LIST OF TASKS ▸
A – Can you quote the passage on HTML presentation word for word, beginning at "The presentation of" and stopping after "supposed to do."?
B – How would the passage on HTML presentation and semantic markup go on after its final sentence? Write the continuation.

TEXT BLOCK ▸
++++++

Right, but there are no rules in the HTML specification governing how H1 should look. It's completely up to the user agent to apply additional styles to the element. Same thing goes for a multitude of other tags like A, KBD, ACRONYM, STRONG, etc. In section 9.2.1 of the HTML 4.01 specification [1] you'll see:

The presentation of phrase elements depends on the user agent.


I am perfectly free to write a user agent that makes all text within STRONG tags 10 times larger than the normal text and flashing in red. That would provide a strong emphasis after all, and that is all the STRONG tag is supposed to do.


All the places in the HTML 4.01 specification where presentational tags are described, there is a remark saying something along the lines of "but we recommend you use CSS instead".


Nowadays, the preferred way of writing web pages is to not use HTML as a template, but rather as a document describing meaningful semantic information about the various parts of the content.


It's very clear to see that HTML is moving further and further away from being used as presentational markup to being used as semantic markup.

++++++

Coordinate annotation entries
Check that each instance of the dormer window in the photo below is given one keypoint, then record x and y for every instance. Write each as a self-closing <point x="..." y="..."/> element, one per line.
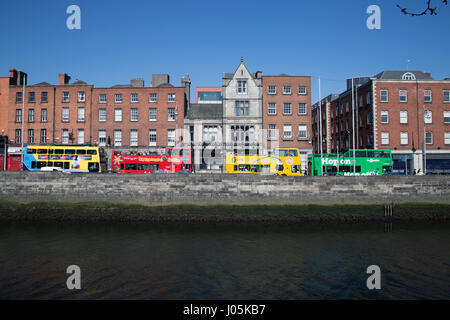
<point x="408" y="76"/>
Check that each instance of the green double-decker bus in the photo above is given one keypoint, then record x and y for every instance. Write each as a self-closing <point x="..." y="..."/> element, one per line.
<point x="368" y="162"/>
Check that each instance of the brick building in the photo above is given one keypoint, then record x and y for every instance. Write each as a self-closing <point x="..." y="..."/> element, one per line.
<point x="396" y="110"/>
<point x="77" y="113"/>
<point x="287" y="113"/>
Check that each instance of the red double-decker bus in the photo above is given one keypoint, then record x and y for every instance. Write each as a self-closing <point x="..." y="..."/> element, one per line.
<point x="175" y="160"/>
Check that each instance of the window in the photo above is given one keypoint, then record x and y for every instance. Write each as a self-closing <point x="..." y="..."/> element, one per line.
<point x="81" y="96"/>
<point x="31" y="115"/>
<point x="102" y="98"/>
<point x="171" y="137"/>
<point x="403" y="117"/>
<point x="134" y="114"/>
<point x="30" y="136"/>
<point x="66" y="96"/>
<point x="427" y="96"/>
<point x="152" y="137"/>
<point x="117" y="115"/>
<point x="446" y="95"/>
<point x="302" y="108"/>
<point x="287" y="108"/>
<point x="272" y="90"/>
<point x="80" y="136"/>
<point x="152" y="114"/>
<point x="242" y="86"/>
<point x="43" y="135"/>
<point x="31" y="97"/>
<point x="429" y="137"/>
<point x="428" y="116"/>
<point x="385" y="138"/>
<point x="44" y="115"/>
<point x="102" y="138"/>
<point x="446" y="137"/>
<point x="446" y="116"/>
<point x="272" y="108"/>
<point x="302" y="131"/>
<point x="384" y="96"/>
<point x="403" y="138"/>
<point x="102" y="115"/>
<point x="18" y="97"/>
<point x="65" y="115"/>
<point x="44" y="97"/>
<point x="403" y="94"/>
<point x="65" y="136"/>
<point x="171" y="114"/>
<point x="81" y="113"/>
<point x="287" y="131"/>
<point x="242" y="108"/>
<point x="384" y="117"/>
<point x="117" y="138"/>
<point x="133" y="138"/>
<point x="301" y="90"/>
<point x="210" y="134"/>
<point x="272" y="133"/>
<point x="18" y="136"/>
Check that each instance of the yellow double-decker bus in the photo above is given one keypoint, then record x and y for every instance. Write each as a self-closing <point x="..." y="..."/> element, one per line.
<point x="71" y="158"/>
<point x="281" y="161"/>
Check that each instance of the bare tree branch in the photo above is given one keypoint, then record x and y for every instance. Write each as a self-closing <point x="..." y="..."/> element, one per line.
<point x="429" y="9"/>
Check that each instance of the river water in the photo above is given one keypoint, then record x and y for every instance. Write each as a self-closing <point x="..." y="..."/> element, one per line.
<point x="231" y="261"/>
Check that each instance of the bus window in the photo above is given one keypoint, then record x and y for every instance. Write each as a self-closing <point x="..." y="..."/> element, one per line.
<point x="387" y="169"/>
<point x="293" y="153"/>
<point x="41" y="164"/>
<point x="143" y="166"/>
<point x="93" y="167"/>
<point x="128" y="166"/>
<point x="244" y="167"/>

++++++

EXPECTED OUTPUTS ▸
A –
The presentation of phrase elements depends on the user agent.


I am perfectly free to write a user agent that makes all text within STRONG tags 10 times larger than the normal text and flashing in red. That would provide a strong emphasis after all, and that is all the STRONG tag is supposed to do.

B –
Moreover, in section 11 of the HTML 5 working draft [2] you'll see:

User agents are not required to present HTML documents in any particular way.


This shows that HTML (in version 5) does not in any way convey presentational information. Additionally, in section 11.2 of the same document [3] you'll see:

The CSS rules given in these subsections are, unless otherwise specified, expected to be used as part of the user-agent level style sheet defaults for all documents that contain HTML elements.

That shows it is CSS that is responsible for the visual (or aural) presentation of the content.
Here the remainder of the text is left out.